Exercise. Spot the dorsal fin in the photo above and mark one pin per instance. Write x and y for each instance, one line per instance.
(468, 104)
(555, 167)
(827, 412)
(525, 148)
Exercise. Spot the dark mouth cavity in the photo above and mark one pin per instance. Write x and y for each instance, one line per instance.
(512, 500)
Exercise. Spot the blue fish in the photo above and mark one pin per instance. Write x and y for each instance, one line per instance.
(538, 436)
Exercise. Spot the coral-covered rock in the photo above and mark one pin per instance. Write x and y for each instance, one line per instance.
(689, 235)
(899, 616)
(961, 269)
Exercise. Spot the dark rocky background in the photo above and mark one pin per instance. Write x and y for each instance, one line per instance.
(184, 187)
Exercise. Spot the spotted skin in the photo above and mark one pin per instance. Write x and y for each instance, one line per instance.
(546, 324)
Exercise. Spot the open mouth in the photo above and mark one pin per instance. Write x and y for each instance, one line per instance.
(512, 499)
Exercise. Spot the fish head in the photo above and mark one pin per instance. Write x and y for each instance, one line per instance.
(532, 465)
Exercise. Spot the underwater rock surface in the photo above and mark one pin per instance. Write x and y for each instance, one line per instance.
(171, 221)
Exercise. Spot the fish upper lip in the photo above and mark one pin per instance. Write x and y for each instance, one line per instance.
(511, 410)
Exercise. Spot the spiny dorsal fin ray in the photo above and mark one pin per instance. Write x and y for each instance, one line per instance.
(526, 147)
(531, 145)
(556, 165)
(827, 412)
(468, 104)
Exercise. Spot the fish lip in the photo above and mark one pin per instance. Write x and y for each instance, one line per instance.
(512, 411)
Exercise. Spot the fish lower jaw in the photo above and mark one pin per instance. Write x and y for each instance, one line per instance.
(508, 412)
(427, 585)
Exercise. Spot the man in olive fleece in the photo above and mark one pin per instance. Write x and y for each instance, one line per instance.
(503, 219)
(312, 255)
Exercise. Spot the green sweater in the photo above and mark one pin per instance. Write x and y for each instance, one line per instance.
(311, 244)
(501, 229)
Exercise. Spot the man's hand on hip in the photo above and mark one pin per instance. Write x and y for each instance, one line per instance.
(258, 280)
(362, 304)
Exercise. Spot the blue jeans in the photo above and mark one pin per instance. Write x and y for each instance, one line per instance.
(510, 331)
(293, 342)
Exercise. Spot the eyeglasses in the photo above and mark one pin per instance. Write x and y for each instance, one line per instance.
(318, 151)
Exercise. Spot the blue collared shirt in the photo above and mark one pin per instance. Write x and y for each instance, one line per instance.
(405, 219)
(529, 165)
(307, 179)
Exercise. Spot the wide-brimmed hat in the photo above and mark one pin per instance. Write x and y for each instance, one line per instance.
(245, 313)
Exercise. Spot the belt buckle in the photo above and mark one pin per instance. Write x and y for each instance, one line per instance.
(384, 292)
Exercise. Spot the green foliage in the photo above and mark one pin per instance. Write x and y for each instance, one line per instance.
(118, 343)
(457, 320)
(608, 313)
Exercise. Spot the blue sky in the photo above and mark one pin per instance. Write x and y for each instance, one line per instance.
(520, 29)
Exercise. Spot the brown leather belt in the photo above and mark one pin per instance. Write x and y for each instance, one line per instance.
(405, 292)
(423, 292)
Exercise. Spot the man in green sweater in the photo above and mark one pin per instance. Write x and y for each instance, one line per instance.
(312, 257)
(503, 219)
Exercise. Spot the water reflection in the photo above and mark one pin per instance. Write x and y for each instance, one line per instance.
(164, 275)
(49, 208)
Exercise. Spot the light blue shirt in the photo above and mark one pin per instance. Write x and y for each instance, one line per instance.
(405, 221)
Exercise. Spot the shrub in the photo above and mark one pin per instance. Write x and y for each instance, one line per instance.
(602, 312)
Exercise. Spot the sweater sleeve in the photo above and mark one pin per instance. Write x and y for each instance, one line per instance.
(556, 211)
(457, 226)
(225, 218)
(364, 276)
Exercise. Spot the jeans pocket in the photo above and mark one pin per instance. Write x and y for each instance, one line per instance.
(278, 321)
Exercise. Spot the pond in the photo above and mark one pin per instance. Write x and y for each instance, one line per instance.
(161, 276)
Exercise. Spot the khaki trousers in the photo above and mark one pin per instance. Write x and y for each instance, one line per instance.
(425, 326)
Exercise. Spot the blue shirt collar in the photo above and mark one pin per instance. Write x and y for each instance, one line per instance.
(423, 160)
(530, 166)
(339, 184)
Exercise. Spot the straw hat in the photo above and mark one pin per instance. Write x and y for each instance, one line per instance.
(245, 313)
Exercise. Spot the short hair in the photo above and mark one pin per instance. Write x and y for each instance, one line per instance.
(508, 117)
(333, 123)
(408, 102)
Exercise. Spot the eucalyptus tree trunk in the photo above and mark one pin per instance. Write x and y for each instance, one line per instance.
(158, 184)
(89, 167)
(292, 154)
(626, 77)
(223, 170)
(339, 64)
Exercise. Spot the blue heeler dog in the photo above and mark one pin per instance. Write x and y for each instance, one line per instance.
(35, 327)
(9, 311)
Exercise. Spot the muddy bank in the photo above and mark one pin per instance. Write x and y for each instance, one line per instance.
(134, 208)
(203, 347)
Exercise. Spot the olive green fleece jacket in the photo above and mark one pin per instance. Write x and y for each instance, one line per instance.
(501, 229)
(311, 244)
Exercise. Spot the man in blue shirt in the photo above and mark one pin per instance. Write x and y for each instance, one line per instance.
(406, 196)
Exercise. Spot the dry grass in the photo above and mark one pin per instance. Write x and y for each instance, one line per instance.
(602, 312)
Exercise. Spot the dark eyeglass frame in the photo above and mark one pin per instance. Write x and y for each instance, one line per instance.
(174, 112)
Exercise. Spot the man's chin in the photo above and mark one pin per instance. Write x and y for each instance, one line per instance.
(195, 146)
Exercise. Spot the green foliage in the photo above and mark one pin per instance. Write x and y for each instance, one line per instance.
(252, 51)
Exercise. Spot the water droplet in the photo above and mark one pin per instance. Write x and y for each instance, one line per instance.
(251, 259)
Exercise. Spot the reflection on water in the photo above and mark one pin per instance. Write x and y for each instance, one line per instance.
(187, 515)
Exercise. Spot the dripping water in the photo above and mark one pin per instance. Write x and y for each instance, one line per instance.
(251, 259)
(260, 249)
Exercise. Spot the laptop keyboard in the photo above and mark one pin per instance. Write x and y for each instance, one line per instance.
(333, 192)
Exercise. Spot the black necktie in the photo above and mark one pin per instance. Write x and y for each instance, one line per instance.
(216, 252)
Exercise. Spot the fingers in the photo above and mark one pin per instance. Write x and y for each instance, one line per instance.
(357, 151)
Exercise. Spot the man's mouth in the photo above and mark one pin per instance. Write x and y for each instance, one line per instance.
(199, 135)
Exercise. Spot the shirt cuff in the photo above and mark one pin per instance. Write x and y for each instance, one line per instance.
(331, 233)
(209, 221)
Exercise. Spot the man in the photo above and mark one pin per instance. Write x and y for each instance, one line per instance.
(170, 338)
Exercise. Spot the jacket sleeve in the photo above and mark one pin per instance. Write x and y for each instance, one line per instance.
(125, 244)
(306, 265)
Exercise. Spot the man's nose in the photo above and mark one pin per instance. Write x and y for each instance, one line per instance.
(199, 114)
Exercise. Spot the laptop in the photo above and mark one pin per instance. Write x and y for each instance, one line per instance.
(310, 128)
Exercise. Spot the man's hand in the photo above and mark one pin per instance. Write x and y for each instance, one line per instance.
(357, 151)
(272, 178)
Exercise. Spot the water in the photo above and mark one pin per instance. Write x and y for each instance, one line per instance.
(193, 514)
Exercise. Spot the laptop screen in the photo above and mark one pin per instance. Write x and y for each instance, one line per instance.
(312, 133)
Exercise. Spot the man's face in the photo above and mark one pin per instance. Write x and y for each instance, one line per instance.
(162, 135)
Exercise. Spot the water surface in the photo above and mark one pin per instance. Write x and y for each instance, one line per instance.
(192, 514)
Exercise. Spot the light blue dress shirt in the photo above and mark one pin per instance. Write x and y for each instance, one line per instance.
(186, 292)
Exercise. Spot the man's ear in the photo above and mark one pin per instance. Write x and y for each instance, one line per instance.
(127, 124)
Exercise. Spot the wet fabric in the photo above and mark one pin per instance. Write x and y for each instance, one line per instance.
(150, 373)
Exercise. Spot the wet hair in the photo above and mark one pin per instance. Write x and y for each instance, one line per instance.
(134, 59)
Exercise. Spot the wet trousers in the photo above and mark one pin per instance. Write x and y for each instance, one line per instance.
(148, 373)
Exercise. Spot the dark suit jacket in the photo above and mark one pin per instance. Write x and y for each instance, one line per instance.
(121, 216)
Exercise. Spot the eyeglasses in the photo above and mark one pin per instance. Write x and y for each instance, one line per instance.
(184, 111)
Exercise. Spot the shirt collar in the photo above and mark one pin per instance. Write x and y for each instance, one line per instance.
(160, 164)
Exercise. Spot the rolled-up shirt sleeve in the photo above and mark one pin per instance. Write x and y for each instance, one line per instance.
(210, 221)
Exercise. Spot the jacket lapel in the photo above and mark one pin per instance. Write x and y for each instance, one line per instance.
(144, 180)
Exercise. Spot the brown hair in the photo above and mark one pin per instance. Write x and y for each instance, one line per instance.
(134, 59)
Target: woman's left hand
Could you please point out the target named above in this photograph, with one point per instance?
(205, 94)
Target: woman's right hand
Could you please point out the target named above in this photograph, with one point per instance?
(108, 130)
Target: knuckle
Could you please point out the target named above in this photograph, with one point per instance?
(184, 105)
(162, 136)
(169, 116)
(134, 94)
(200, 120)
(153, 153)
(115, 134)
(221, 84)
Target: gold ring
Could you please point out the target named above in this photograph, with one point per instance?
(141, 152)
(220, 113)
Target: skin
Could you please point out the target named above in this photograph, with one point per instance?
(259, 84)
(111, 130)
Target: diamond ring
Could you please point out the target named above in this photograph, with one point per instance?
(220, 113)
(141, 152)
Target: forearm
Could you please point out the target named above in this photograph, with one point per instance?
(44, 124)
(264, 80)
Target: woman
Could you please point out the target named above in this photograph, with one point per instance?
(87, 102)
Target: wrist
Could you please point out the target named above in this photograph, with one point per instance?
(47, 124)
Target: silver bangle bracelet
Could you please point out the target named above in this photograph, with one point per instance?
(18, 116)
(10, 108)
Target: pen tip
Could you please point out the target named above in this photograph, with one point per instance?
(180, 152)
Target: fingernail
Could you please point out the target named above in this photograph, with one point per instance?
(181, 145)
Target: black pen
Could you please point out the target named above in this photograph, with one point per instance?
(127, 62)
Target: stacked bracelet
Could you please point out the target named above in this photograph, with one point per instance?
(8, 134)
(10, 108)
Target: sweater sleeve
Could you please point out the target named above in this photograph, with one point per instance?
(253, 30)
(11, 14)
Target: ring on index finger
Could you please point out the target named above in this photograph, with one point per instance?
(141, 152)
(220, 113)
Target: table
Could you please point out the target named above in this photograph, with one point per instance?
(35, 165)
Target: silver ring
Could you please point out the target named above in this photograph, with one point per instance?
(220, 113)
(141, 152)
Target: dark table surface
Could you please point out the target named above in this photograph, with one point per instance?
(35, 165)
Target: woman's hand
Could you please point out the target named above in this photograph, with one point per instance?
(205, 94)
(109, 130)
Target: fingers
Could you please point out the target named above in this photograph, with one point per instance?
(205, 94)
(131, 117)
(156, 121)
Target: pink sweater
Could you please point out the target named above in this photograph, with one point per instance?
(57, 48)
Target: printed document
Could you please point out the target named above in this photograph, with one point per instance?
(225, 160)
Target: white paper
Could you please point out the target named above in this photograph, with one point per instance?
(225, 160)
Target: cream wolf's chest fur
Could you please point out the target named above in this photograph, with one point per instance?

# Task description
Taking the listing above as the source, transcribe only the lines starting at the line with "Target: skin" and going through the line with "Target: wrist", unaltered and with both ends included.

# Response
Target: skin
Could you please point out the target named above in this photograph, with one point per instance?
(259, 84)
(111, 130)
Target: diamond ring
Could you please point out the target named above in this photograph, with one point per instance?
(220, 113)
(141, 152)
Target: forearm
Could you please point out the target named above in this photograph, with one point per instance?
(44, 124)
(264, 80)
Target: woman
Could you please point out the target named above in this photograph, with one point per instance?
(87, 102)
Target: wrist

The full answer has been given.